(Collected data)
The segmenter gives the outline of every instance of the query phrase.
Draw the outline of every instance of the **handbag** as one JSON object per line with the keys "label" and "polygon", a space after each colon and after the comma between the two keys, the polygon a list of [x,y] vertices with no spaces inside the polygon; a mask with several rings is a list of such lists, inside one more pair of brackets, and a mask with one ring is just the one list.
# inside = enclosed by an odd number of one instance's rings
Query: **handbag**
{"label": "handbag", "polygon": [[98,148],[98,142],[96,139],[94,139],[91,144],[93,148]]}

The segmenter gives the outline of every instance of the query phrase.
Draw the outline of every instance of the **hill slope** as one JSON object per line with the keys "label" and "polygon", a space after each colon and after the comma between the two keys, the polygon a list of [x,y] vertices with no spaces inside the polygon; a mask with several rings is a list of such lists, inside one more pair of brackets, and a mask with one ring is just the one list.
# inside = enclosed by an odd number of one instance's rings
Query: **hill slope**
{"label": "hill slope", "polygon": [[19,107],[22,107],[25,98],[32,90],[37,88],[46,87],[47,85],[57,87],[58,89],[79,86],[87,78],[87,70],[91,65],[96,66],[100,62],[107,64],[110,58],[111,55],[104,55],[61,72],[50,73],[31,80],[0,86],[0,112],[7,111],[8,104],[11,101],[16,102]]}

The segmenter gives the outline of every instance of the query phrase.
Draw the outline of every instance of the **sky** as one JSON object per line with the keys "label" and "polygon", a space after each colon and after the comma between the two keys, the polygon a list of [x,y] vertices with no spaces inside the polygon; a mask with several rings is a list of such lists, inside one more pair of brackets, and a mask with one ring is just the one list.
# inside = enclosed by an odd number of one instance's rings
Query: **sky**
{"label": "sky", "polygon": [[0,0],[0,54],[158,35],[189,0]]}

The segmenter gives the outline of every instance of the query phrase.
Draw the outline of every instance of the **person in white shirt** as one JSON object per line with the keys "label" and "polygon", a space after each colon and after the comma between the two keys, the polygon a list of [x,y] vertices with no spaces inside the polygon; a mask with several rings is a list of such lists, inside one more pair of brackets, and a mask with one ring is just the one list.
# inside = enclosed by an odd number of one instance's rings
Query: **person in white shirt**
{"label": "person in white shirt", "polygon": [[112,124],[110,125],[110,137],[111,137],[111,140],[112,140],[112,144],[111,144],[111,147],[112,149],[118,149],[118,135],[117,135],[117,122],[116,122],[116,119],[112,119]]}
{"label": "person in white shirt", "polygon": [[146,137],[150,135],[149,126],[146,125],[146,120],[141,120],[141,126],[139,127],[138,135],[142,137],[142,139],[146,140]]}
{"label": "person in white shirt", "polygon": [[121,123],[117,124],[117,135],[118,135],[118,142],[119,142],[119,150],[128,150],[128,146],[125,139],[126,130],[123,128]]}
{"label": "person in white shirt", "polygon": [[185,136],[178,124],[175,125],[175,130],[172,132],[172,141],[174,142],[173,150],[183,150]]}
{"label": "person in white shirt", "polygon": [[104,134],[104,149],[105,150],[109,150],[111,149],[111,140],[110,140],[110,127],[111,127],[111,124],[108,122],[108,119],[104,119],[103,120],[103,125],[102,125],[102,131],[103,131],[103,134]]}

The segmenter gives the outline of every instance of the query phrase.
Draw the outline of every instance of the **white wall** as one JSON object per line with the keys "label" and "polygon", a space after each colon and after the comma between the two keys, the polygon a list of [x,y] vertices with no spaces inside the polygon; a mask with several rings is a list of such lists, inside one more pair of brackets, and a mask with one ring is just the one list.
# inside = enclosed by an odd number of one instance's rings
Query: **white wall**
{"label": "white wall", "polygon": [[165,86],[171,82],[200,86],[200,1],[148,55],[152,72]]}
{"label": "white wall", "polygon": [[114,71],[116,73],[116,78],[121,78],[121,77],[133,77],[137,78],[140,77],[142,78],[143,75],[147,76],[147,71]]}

WORK TASK: Exact copies of every record are required.

TASK SOLUTION:
The segmenter gives the outline of every instance of the query phrase.
Draw the outline of every instance of the **handbag** as one JSON object per line with the keys "label" and "polygon", a space after each colon and after the comma between the two keys, the polygon a list of [x,y] vertices with no spaces inside the polygon; a mask with several rings is a list of such lists, inside one more pair of brackets, and a mask with one ring is just the one list.
# inside = enclosed by an odd number of one instance's rings
Query: **handbag**
{"label": "handbag", "polygon": [[98,148],[98,142],[96,139],[94,139],[91,144],[93,148]]}

The segmenter gives the outline of every instance of the query phrase.
Draw the outline of every instance of the **hill slope** as one JSON object per line with the keys "label" and "polygon", a space after each colon and after the comma between the two keys, the polygon a list of [x,y] vertices with no spaces inside the polygon; a mask with several rings is a list of such lists, inside one more pair of brackets, and a mask with one ring is just the one list.
# inside = enclosed by an odd number of one instance's rings
Query: **hill slope**
{"label": "hill slope", "polygon": [[19,107],[22,107],[25,98],[32,90],[37,88],[46,87],[47,85],[57,87],[58,89],[79,86],[87,78],[87,70],[91,65],[96,66],[100,62],[107,64],[110,58],[111,55],[104,55],[61,72],[50,73],[31,80],[0,86],[0,112],[7,111],[8,104],[11,101],[16,102]]}

The segmenter gives the outline of every instance of the query phrase.
Draw the outline of every instance of the **sky** as one JSON object per line with the keys "label" and "polygon", a space after each colon and after the comma between the two keys, the polygon a list of [x,y] vertices with no spaces inside the polygon; a mask with several rings is a list of such lists, inside one more pair of brackets, and a mask with one ring is just the one list.
# inside = enclosed by an odd number of one instance's rings
Query: **sky**
{"label": "sky", "polygon": [[0,0],[0,54],[158,35],[189,0]]}

The segmenter gives the outline of every instance of the query phrase.
Draw the outline of every instance of the **person in white shirt** as one JSON object per line with the keys "label" and "polygon", a space after each colon and after the comma between the two keys, the polygon a list of [x,y] vertices with no spaces inside the polygon; a mask with several rings is a list of such lists, inside one more pair of brackets, and a mask with one ring is just the one list.
# inside = enclosed by an odd number of one instance's rings
Query: **person in white shirt**
{"label": "person in white shirt", "polygon": [[112,124],[110,125],[110,137],[111,137],[111,140],[112,140],[112,144],[111,144],[111,147],[112,149],[118,149],[118,135],[117,135],[117,122],[116,122],[116,119],[112,119]]}
{"label": "person in white shirt", "polygon": [[146,137],[150,135],[149,126],[146,125],[146,120],[141,120],[141,126],[139,127],[138,135],[142,137],[142,139],[146,140]]}
{"label": "person in white shirt", "polygon": [[121,123],[117,124],[117,135],[118,135],[118,142],[119,142],[119,150],[128,150],[128,146],[125,139],[126,130],[123,128]]}
{"label": "person in white shirt", "polygon": [[185,136],[178,124],[175,125],[175,130],[172,132],[172,141],[174,142],[173,150],[183,150]]}
{"label": "person in white shirt", "polygon": [[104,134],[104,149],[105,150],[109,150],[111,149],[111,140],[110,140],[110,127],[111,127],[111,124],[108,122],[108,119],[104,119],[103,120],[103,125],[102,125],[102,131],[103,131],[103,134]]}

The segmenter gives the outline of every instance of the query phrase.
Draw the outline of every instance of the **white wall** as one JSON object per line with the keys "label" and "polygon", a space after each colon and after the comma between the two keys, the polygon a list of [x,y] vertices with no spaces inside the polygon; a mask with several rings is a list of such lists, inside one more pair of brackets, and a mask with one ring is just the one list.
# inside = enclosed by an odd number of one instance's rings
Query: **white wall**
{"label": "white wall", "polygon": [[165,86],[171,82],[200,86],[200,1],[148,55],[152,72]]}
{"label": "white wall", "polygon": [[114,71],[116,73],[116,78],[121,78],[121,77],[133,77],[137,78],[140,77],[142,78],[143,75],[147,76],[147,71]]}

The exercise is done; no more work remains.